## EXERCISE
Print the entries in full, word for word, but not the pictures.

## INFORMATION GIVEN
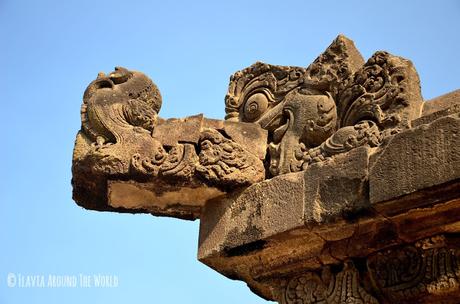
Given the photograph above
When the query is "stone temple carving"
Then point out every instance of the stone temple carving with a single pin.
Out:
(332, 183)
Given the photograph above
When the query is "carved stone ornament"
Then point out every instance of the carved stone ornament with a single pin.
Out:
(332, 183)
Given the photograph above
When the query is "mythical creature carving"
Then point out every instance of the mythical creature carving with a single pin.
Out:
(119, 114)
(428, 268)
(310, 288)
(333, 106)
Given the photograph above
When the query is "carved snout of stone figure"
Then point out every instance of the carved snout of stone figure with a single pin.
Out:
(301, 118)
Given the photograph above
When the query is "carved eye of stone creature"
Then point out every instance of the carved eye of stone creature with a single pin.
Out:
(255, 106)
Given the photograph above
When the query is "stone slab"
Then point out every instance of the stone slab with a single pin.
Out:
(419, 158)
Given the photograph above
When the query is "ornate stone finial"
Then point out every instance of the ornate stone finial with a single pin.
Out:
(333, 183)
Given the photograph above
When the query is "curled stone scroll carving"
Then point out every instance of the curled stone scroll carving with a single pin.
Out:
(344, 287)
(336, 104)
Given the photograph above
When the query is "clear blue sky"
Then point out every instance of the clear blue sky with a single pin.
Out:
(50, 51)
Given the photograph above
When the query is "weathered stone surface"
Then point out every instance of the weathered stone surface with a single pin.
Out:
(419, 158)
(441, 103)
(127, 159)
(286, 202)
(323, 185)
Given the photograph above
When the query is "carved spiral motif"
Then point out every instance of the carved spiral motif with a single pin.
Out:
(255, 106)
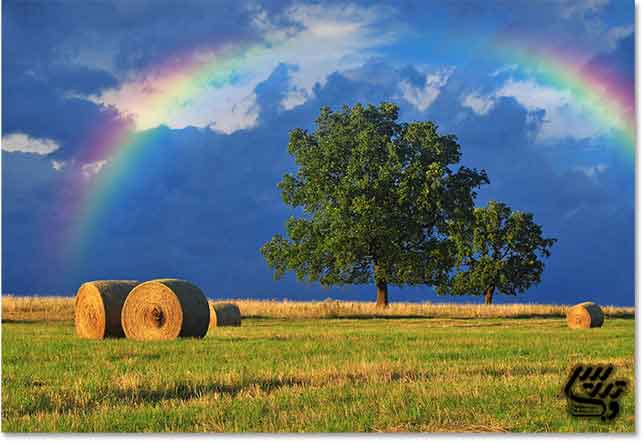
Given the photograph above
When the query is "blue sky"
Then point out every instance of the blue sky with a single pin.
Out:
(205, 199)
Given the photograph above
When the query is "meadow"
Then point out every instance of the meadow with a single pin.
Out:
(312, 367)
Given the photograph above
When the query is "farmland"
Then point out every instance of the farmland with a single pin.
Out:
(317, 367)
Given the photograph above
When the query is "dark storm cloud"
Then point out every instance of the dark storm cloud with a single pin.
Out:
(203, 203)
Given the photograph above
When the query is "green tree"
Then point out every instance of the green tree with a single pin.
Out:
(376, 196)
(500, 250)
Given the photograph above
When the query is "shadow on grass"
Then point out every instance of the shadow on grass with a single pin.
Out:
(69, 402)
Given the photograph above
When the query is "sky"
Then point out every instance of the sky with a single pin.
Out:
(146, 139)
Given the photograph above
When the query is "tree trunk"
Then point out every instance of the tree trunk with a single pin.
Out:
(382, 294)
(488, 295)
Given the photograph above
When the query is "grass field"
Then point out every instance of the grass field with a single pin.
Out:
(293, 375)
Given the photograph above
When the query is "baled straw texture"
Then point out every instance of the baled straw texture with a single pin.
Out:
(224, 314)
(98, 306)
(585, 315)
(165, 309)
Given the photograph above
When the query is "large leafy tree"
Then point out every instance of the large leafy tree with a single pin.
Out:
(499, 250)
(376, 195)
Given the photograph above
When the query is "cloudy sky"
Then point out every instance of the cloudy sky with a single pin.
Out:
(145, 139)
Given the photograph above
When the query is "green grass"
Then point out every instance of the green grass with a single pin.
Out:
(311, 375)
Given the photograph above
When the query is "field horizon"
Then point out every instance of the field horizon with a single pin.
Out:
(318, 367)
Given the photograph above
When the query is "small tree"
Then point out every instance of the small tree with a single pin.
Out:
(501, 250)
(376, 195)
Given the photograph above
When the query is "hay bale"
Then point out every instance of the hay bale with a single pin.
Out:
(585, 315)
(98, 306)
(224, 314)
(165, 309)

## EXPECTED ANSWER
Given the photograph above
When the query is "stone temple carving"
Then point out every instance of the stone temple carving with a single pin.
Out:
(332, 183)
Given the photograph above
When the query is "carved stone ornament"
Then point out every instance of the carved stone ornament with a single pin.
Out:
(332, 183)
Given the photograph above
When the query is "mythical creature carving"
Then point out every instance of the mythical creature carving with a single pin.
Out:
(119, 114)
(428, 268)
(310, 288)
(333, 106)
Given the photograph above
When the query is "carved snout of stone figure"
Then point out every instance of the carved snout of stone figure with a single pin.
Out:
(301, 118)
Given the photograph above
When the query is "carved eye of stone creature"
Then point out every instance of the carved eye of stone creature with a single pin.
Out:
(255, 106)
Given the photograph above
When the query is "stone slab"
Then point out every instance of the stone slab with a single pin.
Out:
(419, 158)
Given the photograph above
When the query is "ornate stone finial"
Then point out every instance of the ornate stone finial with a single pin.
Out:
(333, 183)
Given the photograph above
When the query is "curled stone scroll carving"
Then point out every instance of the curled stone scroll carving with a single pin.
Out:
(344, 287)
(336, 104)
Given the photograph above
When the query is "clear blue sky"
Then point out every instance of the clear blue sky with a single pin.
Out:
(50, 51)
Given the photograph above
When the query is "weathered stone surface"
Then point out every instance of the weathered stone surface with a single pin.
Out:
(419, 158)
(441, 103)
(127, 159)
(286, 202)
(323, 185)
Given the photograph above
When the query is "carved spiral motif"
Then point out every instance of the carved spiral motif with a single pin.
Out:
(255, 106)
Given the photograph above
When the query is "blue sky"
Then point out every instance of the blue sky with a single pin.
Out:
(205, 199)
Given the photograph above
When the query is "meadow"
Then point out every instance of the meadow with a single pin.
Out:
(312, 367)
Given the photograph above
When the query is "farmland"
Then point out every instance of the farmland with a single pin.
Out:
(317, 367)
Given the photograph above
When the query is "dark storm cloud"
Then point out every instance of the dark storm cloud with a single pin.
Out:
(203, 203)
Given the photograph above
When the query is "green tree"
Then point out every instance of the green tree with a single pin.
Out:
(376, 196)
(500, 250)
Given the photograph above
When the query is "shadow on grass"
Then point out every instance of the shadow on grass with a single pin.
Out:
(69, 402)
Given the photograph above
When the query is "sky"
Then point out every instance of the sky with a single pin.
Out:
(146, 139)
Given the photograph above
When the query is "tree trunk"
Then point out every instance of the tree trunk with a single pin.
Out:
(382, 294)
(488, 295)
Given the photograph above
When the query is "grass field"
Then point out every instance of the grass field with a single pin.
Out:
(293, 375)
Given the photograph above
When the query is "baled straw texture"
Then point out every instance of the baled straw texture with a single pin.
Out:
(224, 314)
(98, 306)
(585, 315)
(165, 309)
Given the photograph above
When the query is "large leafy tree"
Then point out every instance of the large leafy tree with a single pin.
Out:
(499, 250)
(376, 195)
Given the photograph above
When the query is "cloudy sky"
Then point out every instance of the cloudy sky with a single pin.
Out:
(145, 139)
Given the photograph above
When the query is "green grass"
Then point out every instance of the green grass with a single pin.
Out:
(311, 375)
Given the photograph above
When the query is "field horizon"
Then point out every instance of the field horizon with a single pin.
Out:
(318, 367)
Given the photograph above
When the query is "small tree"
Then point out every instance of the small tree with a single pin.
Out:
(501, 250)
(376, 195)
Given the photograph above
When the query is "hay bale"
Then point out every instance of the hay bale with a single pin.
Out:
(585, 315)
(98, 306)
(224, 314)
(165, 309)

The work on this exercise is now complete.